Nothing may be changed. Give the entries below again exactly.

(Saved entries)

'''

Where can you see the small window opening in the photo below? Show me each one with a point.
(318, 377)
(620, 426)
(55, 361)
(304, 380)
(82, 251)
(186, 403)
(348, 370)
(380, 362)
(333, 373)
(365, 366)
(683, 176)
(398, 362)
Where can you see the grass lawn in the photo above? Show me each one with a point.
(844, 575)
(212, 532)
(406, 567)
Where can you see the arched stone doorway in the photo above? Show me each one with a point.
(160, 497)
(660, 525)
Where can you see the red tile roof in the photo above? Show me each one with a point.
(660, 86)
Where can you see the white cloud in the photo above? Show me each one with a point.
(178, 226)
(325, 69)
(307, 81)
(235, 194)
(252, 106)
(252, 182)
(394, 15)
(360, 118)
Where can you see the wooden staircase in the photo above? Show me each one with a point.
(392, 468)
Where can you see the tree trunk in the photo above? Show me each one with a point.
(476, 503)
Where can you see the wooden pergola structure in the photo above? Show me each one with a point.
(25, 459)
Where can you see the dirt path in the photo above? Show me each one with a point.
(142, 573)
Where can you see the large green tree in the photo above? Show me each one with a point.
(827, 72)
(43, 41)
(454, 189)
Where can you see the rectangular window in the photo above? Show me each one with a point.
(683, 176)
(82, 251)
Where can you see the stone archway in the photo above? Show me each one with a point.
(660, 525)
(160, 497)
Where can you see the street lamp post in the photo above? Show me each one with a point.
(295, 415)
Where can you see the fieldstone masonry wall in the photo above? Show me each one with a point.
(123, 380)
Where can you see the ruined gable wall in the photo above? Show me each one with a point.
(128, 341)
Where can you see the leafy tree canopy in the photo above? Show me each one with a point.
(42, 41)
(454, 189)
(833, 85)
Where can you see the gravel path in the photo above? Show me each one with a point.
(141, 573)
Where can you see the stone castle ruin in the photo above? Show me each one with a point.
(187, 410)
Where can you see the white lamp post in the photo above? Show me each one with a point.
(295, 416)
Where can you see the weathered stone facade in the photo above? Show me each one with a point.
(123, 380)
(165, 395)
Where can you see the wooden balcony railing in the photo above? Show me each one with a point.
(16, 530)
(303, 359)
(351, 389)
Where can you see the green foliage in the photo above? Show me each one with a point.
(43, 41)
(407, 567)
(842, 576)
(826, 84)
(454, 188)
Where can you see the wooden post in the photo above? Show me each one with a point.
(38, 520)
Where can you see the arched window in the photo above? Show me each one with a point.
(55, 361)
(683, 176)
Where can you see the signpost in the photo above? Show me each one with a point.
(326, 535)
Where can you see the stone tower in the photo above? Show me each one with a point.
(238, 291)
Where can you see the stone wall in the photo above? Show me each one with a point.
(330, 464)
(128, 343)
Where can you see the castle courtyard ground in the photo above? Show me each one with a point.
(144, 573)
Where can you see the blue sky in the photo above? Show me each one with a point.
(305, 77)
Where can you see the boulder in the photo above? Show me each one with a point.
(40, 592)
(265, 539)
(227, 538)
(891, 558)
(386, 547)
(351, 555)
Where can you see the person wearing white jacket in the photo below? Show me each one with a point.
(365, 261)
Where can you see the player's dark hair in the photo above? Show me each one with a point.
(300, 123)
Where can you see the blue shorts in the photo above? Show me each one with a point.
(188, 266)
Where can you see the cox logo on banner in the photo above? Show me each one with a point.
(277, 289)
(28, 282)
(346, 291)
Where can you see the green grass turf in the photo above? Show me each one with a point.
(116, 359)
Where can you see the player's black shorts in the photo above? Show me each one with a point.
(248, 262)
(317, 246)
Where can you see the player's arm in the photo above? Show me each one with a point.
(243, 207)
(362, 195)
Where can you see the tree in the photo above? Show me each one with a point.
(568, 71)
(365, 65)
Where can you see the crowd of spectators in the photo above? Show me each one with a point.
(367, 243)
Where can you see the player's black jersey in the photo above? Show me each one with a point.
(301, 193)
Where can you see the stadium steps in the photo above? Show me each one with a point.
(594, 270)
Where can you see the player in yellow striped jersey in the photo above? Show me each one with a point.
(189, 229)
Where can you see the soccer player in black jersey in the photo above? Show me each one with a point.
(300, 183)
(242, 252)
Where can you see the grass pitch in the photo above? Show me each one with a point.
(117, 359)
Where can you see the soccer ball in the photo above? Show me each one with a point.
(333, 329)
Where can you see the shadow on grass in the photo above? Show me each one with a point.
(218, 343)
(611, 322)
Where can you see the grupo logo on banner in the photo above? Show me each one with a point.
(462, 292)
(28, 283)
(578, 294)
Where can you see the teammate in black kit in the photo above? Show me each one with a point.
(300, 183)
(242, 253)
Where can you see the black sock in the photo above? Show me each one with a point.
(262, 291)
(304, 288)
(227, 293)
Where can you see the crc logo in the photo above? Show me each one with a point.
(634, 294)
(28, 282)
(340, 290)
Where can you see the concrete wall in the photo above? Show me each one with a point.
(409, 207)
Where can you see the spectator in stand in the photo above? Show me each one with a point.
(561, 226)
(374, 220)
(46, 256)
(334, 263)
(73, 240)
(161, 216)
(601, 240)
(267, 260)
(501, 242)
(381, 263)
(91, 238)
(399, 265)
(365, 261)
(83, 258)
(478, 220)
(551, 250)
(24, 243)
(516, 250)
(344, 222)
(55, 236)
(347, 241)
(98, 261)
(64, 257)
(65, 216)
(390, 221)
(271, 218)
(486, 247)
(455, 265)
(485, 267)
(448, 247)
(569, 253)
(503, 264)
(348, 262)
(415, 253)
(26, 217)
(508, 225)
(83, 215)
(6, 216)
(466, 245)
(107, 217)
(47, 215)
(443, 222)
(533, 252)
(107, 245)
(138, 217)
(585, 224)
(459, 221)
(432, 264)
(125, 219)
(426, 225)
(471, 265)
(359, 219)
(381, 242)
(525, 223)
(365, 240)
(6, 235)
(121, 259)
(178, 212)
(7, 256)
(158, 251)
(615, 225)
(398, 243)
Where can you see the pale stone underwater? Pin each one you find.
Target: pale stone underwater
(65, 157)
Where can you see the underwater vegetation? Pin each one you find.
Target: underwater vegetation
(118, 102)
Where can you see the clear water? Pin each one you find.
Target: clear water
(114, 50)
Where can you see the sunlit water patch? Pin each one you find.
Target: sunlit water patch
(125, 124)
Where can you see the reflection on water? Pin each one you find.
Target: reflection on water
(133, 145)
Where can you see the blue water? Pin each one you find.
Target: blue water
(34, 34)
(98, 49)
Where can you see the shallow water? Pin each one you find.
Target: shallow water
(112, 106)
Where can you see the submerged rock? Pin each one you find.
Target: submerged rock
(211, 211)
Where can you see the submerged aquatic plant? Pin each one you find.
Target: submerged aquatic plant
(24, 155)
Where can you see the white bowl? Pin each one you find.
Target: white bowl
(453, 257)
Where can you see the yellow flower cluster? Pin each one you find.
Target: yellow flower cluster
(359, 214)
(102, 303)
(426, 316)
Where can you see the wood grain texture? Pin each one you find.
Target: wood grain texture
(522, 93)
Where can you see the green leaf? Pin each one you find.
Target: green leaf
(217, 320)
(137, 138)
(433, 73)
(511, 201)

'''

Answer:
Where can you see the small window opening in the photo below? Show me each one with a point.
(318, 377)
(620, 426)
(55, 361)
(304, 380)
(82, 251)
(186, 403)
(348, 370)
(380, 362)
(333, 373)
(365, 366)
(683, 176)
(398, 362)
Where can you see the grass lawn in the photo above? Show me each one with a point.
(844, 575)
(212, 532)
(406, 567)
Where can you see the arched stone doorway in the photo above? Show me each one with a point.
(160, 497)
(660, 525)
Where can you see the red tile roof in the photo above? Show me each one with a point.
(660, 86)
Where can you see the white cloud in the photo above? Show me each one with a point.
(178, 226)
(325, 69)
(307, 81)
(235, 194)
(252, 106)
(252, 182)
(394, 15)
(360, 118)
Where can you see the wooden staircase in the photo above? Show me each one with a point.
(392, 468)
Where can you see the tree trunk in the photo above? Show me each one with a point.
(476, 503)
Where can you see the wooden pergola structure in the photo above? Show me each one with a point.
(25, 459)
Where can you see the dirt path in the photo above? Show me each one with a point.
(142, 573)
Where can you see the large green tree in the photo above? Show me each one with a point.
(827, 72)
(43, 41)
(454, 189)
Where can you see the rectangular window in the photo above? Show me each one with a point.
(683, 176)
(82, 251)
Where can you see the stone archway in the photo above? Show me each one with a point.
(660, 525)
(160, 497)
Where can you see the street lamp post in the photo above? Show me each one with a point.
(295, 415)
Where can you see the fieldstone masonry wall in the photo above? Show me each one with a point.
(123, 380)
Where can you see the ruined gable wall in the photo above? Show me each one with a point.
(128, 341)
Where can you see the leafy tree canopy in the photo above? Show me each one with a point.
(42, 41)
(454, 189)
(833, 85)
Where can you see the gravel path in the photo above? Show me each one with a point.
(141, 573)
Where can you see the stone castle ruin in the photo above? Show me each one with a point.
(187, 410)
Where can you see the white lamp post in the photo above? Show me each one with a point.
(295, 416)
Where can you see the weathered stone facade in the photo above? Show me each one with a point.
(123, 380)
(165, 395)
Where can you see the wooden balcony railing in the photo above? Show me each one with a point.
(16, 530)
(303, 359)
(351, 389)
Where can you see the green foliage in the photo above? Show me each one with a point.
(43, 41)
(407, 567)
(842, 576)
(826, 84)
(454, 188)
Where can you see the wooden post in the photo above? Show me each one with a point.
(38, 520)
Where can you see the arched window in the photo above? Show me each one with a point.
(55, 361)
(683, 176)
Where can you see the signpost in the photo above? Show me each one with a point.
(326, 535)
Where can you see the stone tower in the photo above? Show me each one with a point.
(238, 291)
Where can you see the stone wall in the photo above? Show me each one with a point.
(330, 464)
(128, 343)
Where can you see the castle courtyard ground in the photo above? Show me each one with a point.
(144, 573)
Where can you see the blue sky in the photo above? Show me each one with a point.
(305, 77)
Where can you see the boulder in the photo above? Show me each one with a point.
(40, 592)
(265, 539)
(227, 538)
(891, 558)
(386, 547)
(351, 555)
Where can you see the person wearing white jacket in the photo below? Show me each one with a point.
(365, 261)
Where can you see the player's dark hair in the photo above? Show me each one with a point.
(300, 123)
Where can you see the blue shorts in the photo above? Show me each one with a point.
(188, 266)
Where can you see the cox logo on banner in the photo above? Show me each one with a point.
(277, 289)
(28, 282)
(346, 291)
Where can you see the green grass turf in the photo above? Show me each one with a point.
(116, 359)
Where can you see the player's black shorts in the photo above? Show me each one with a point.
(248, 262)
(317, 246)
Where can you see the player's arm in the photo above? Show me each one with a point.
(243, 207)
(362, 195)
Where can you see the tree in the photo above? Show me each one with a point.
(568, 71)
(365, 65)
Where can you see the crowd of spectators in the photo above? Show me each one with a point.
(367, 243)
Where can you see the player's black jersey in the photo above? Show me each one with a point.
(301, 193)
Where can you see the stadium steps in the photo above? Show me each one with a point.
(594, 270)
Where can you see the player in yellow striped jersey in the photo above? Show me each one with a point.
(189, 229)
Where can you see the soccer player in black jersey in the photo above? Show me each one with a point.
(300, 183)
(242, 252)
Where can you see the grass pitch in the photo above? Show me each one with a point.
(117, 359)
Where can you see the soccer ball in the photo above? Show me each one with a point.
(333, 329)
Where can you see the shadow on grass in the photo above? Show me each one with a point.
(218, 343)
(611, 322)
Where can you see the grupo logo on banner in the photo above? Show me each one with a point.
(462, 292)
(28, 283)
(578, 294)
Where can you see the teammate in black kit in the photo above? Show me each one with a point.
(300, 183)
(242, 253)
Where can you see the black sock in the photo above? Show me each one with a point.
(262, 291)
(304, 288)
(227, 293)
Where can you see the crc logo in the photo above? Show me each one with a point.
(634, 294)
(28, 282)
(340, 290)
Where can you see the concrete wall in the photo above? Show me each one with a point.
(409, 207)
Where can you see the spectator in stand in the photo above? Show me each one with a point.
(561, 226)
(374, 220)
(46, 256)
(334, 263)
(73, 240)
(161, 216)
(601, 240)
(267, 260)
(501, 242)
(381, 263)
(91, 238)
(399, 265)
(365, 261)
(83, 258)
(478, 220)
(551, 250)
(24, 243)
(516, 250)
(344, 222)
(55, 236)
(347, 241)
(98, 261)
(64, 257)
(65, 216)
(390, 221)
(271, 218)
(486, 247)
(455, 265)
(485, 267)
(448, 247)
(569, 253)
(503, 264)
(348, 262)
(415, 253)
(26, 217)
(508, 225)
(83, 215)
(6, 216)
(466, 245)
(107, 217)
(47, 215)
(443, 222)
(533, 252)
(107, 245)
(138, 217)
(585, 224)
(459, 221)
(432, 264)
(125, 219)
(426, 225)
(471, 265)
(359, 219)
(381, 242)
(525, 223)
(365, 240)
(6, 235)
(121, 259)
(178, 212)
(7, 256)
(158, 251)
(615, 225)
(398, 243)
Where can you see the pale stone underwater? Pin each one you find.
Target: pale stone underwater
(65, 157)
Where can you see the underwater vegetation? Pin each one you find.
Target: underwater vegetation
(118, 102)
Where can you see the clear water? Pin each one you find.
Target: clear water
(114, 50)
Where can you see the sunlit water patch? Pin each one you find.
Target: sunlit water patch
(125, 124)
Where can you see the reflection on water? Pin each one you find.
Target: reflection on water
(133, 145)
Where can you see the blue water? Pin each one you find.
Target: blue water
(34, 34)
(98, 49)
Where can you see the shallow water? Pin each one you find.
Target: shallow water
(112, 106)
Where can you see the submerged rock? Pin each one you find.
Target: submerged rock
(211, 211)
Where can you see the submerged aquatic plant? Pin each one you find.
Target: submerged aquatic plant
(24, 155)
Where can you see the white bowl? Pin each one you find.
Target: white bowl
(453, 257)
Where can you see the yellow flower cluster? Pin each one you find.
Target: yellow flower cluster
(359, 214)
(102, 303)
(426, 316)
Where can you see the wood grain texture? Pin each one you find.
Target: wood grain texture
(522, 93)
Where can you see the green leaf? Pin each one you find.
Target: green leaf
(217, 320)
(137, 138)
(433, 73)
(511, 201)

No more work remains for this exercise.